SÜDAFRIKA. (hpd) Vor 20 Jahren stimmten die weißen Einwohner Südafrikas über das Ende der Rassentrennung ab. Zwei Drittel von ihnen entschlossen sich, die Apartheid abzuschaffen. Der lange Kampf des Nelson Mandela und seines African National Congress hatte Erfolg gehabt.

Bald darauf gehörte die jahrzehntelange Rassentrennung, die immer wieder mit Polizeigewalt verteidigt worden war, der Vergangenheit an.

Was viele nicht wissen, ist, dass der rassistische Staat sich auch in Zeiten der internationalen Isolation auf die Unterstützung der Christlichen Rechten verlassen konnte. Für manche der konservativen Christen war die Solidarisierung mit dem Apartheidstaat nichts weiter als die Verlängerung der Rassentrennung in den Südstaaten der USA, die ab den 1950er Jahren schrittweise abgeschafft wurde.

Die Wurzeln dieser Entwicklung liegen weit vor dem amerikanischen Bürgerkrieg in der Sklavenhaltergesellschaft der Südstaaten begründet. Die weißen Plantagenbesitzer ließen die Schwarzen auf ihren Feldern arbeiten und enthielten ihnen elementare Menschenrechte vor. Diese Situation war unter den damaligen Christen umstritten und führte sogar zu einem Schisma.
────────────────────────────────────────
AUFGABENSTELLUNG:
**1.** Geben Sie den Abschnitt des Artikels wörtlich wieder, der bei den Worten „SÜDAFRIKA. (hpd) Vor“ einsetzt und nach „der Vergangenheit an.“ endet.
**2.** Können Sie den Absatz des Artikels, der mit „Was viele nicht wissen“ beginnt, in zwei knappen Sätzen zusammenfassen, ohne seine wesentlichen Fakten wegzulassen?
Stützen Sie sich ausschließlich auf den Artikel.

AUSGANGSDATEN:
────────────────────────────────────────
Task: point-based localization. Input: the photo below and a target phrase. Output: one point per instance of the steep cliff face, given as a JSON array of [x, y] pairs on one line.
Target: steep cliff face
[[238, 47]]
────────────────────────────────────────
ANTWORTEN JE AUFGABE:
**1.**
SÜDAFRIKA. (hpd) Vor 20 Jahren stimmten die weißen Einwohner Südafrikas über das Ende der Rassentrennung ab. Zwei Drittel von ihnen entschlossen sich, die Apartheid abzuschaffen. Der lange Kampf des Nelson Mandela und seines African National Congress hatte Erfolg gehabt.

Bald darauf gehörte die jahrzehntelange Rassentrennung, die immer wieder mit Polizeigewalt verteidigt worden war, der Vergangenheit an.

**2.** Vielen ist unbekannt, dass sich der rassistische Staat selbst während seiner internationalen Isolation auf die Christliche Rechte stützen konnte. Manche konservativen Christen sahen in ihrer Solidarität mit dem Apartheidstaat bloß die Fortsetzung der Rassentrennung in den US-Südstaaten, die ab den 1950er Jahren schrittweise abgeschafft wurde.